Entries drawn from a dataset
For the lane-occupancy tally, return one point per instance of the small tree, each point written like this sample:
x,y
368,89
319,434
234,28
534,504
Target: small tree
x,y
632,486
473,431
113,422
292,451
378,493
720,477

- [The problem]:
Set out the lines above as a Markdown table with the columns Row and Content. Number each line in order and leave out any blank lines.

- [Result of the exercise]:
| Row | Content |
|---|---|
| 1 | For the lane-occupancy tally, return one point per instance of the small tree, each point written like this sample: |
| 2 | x,y |
| 3 | 368,89 |
| 4 | 319,434 |
| 5 | 234,28 |
| 6 | 534,504 |
| 7 | Target: small tree |
| 8 | x,y |
| 9 | 632,486 |
| 10 | 473,431 |
| 11 | 113,422 |
| 12 | 292,451 |
| 13 | 378,493 |
| 14 | 720,477 |